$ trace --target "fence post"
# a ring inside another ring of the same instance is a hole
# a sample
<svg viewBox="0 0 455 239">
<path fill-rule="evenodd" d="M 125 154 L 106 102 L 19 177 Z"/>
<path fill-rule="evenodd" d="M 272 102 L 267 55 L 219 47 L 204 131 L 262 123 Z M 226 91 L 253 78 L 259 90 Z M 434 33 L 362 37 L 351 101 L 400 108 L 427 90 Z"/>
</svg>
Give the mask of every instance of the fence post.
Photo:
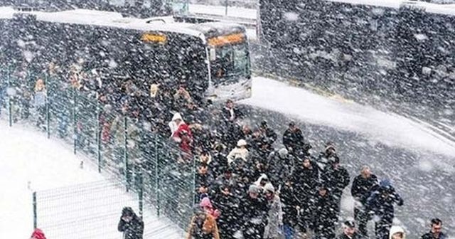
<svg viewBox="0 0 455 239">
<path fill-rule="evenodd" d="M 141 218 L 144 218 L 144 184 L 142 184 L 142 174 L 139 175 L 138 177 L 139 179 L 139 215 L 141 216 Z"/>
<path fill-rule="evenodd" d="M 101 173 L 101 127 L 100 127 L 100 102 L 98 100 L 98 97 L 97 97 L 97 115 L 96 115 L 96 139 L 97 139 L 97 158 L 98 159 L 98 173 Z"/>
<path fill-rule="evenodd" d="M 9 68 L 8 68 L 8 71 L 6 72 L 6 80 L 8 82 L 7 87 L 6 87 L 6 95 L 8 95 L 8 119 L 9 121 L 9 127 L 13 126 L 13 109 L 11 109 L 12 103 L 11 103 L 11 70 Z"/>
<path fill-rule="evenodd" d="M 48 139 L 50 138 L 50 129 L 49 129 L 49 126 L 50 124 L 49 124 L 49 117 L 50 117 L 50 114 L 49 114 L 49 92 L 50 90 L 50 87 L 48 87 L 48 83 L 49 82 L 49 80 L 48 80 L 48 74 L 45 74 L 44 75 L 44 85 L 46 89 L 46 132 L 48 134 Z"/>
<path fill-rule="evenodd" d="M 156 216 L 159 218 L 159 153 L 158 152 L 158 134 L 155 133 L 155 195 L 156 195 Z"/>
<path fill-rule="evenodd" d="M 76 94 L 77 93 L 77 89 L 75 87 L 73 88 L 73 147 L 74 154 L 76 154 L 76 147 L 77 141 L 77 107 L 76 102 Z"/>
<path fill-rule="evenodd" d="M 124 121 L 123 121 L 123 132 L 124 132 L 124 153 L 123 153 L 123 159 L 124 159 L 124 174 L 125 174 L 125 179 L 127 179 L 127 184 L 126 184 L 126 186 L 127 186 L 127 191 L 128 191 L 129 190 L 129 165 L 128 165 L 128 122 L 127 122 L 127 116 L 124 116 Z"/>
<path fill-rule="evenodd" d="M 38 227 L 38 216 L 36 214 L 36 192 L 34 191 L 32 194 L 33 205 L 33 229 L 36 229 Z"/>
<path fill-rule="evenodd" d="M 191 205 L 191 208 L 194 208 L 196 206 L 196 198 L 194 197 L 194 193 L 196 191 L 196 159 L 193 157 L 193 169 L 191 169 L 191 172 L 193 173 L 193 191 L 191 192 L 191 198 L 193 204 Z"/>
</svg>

AIM: Reproduce all of the rows above word for word, leaving out the pictures.

SOLUTION FOR THIS TASK:
$ trace --target "fence post"
# a ring inside another ring of the same instance is a hole
# a sample
<svg viewBox="0 0 455 239">
<path fill-rule="evenodd" d="M 125 154 L 106 102 L 19 177 Z"/>
<path fill-rule="evenodd" d="M 272 102 L 267 55 L 219 47 L 204 131 L 262 123 Z M 226 91 L 253 78 L 259 90 Z M 434 33 L 362 37 L 351 101 L 400 108 L 427 90 Z"/>
</svg>
Give the mask of every instance of the fence post.
Photo:
<svg viewBox="0 0 455 239">
<path fill-rule="evenodd" d="M 141 218 L 144 218 L 144 184 L 142 184 L 142 174 L 139 175 L 138 177 L 139 179 L 139 215 L 141 216 Z"/>
<path fill-rule="evenodd" d="M 101 173 L 101 127 L 100 127 L 100 102 L 98 100 L 98 97 L 97 97 L 97 115 L 96 115 L 96 139 L 97 139 L 97 158 L 98 159 L 98 173 Z"/>
<path fill-rule="evenodd" d="M 9 68 L 8 68 L 8 71 L 6 72 L 6 80 L 8 82 L 7 87 L 6 87 L 6 95 L 8 95 L 8 119 L 9 121 L 9 127 L 13 126 L 13 109 L 11 109 L 12 103 L 11 103 L 11 70 Z"/>
<path fill-rule="evenodd" d="M 48 139 L 50 138 L 50 129 L 49 129 L 49 126 L 50 124 L 49 124 L 49 117 L 50 117 L 50 114 L 49 114 L 49 92 L 50 90 L 50 87 L 48 87 L 48 83 L 49 82 L 49 80 L 48 80 L 48 74 L 45 74 L 44 75 L 44 85 L 46 89 L 46 132 L 48 134 Z"/>
<path fill-rule="evenodd" d="M 156 216 L 159 218 L 159 153 L 158 152 L 158 134 L 155 133 L 155 195 L 156 195 Z"/>
<path fill-rule="evenodd" d="M 76 94 L 77 93 L 77 89 L 75 87 L 73 88 L 73 147 L 74 154 L 76 154 L 76 147 L 77 141 L 77 107 L 76 102 Z"/>
<path fill-rule="evenodd" d="M 124 121 L 123 121 L 123 132 L 124 132 L 124 153 L 123 153 L 123 159 L 124 159 L 124 174 L 125 174 L 125 179 L 127 179 L 127 184 L 126 184 L 126 186 L 127 186 L 127 191 L 128 191 L 129 190 L 129 165 L 128 165 L 128 122 L 127 122 L 127 116 L 124 116 Z"/>
<path fill-rule="evenodd" d="M 38 227 L 38 216 L 36 214 L 36 192 L 34 191 L 32 194 L 33 205 L 33 229 L 36 229 Z"/>
<path fill-rule="evenodd" d="M 191 205 L 191 208 L 194 208 L 196 206 L 196 198 L 194 197 L 194 193 L 196 191 L 196 159 L 193 157 L 193 169 L 191 169 L 191 172 L 193 173 L 193 191 L 191 192 L 191 198 L 193 204 Z"/>
</svg>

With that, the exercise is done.